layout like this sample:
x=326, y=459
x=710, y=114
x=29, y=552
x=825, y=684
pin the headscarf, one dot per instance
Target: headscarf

________

**Stated exercise:** Reproduce the data above word for word, every line, with nothing altered or left out.

**Expected output:**
layout like this sample:
x=326, y=459
x=710, y=114
x=29, y=552
x=825, y=684
pin the headscarf, one dot per instance
Target: headscarf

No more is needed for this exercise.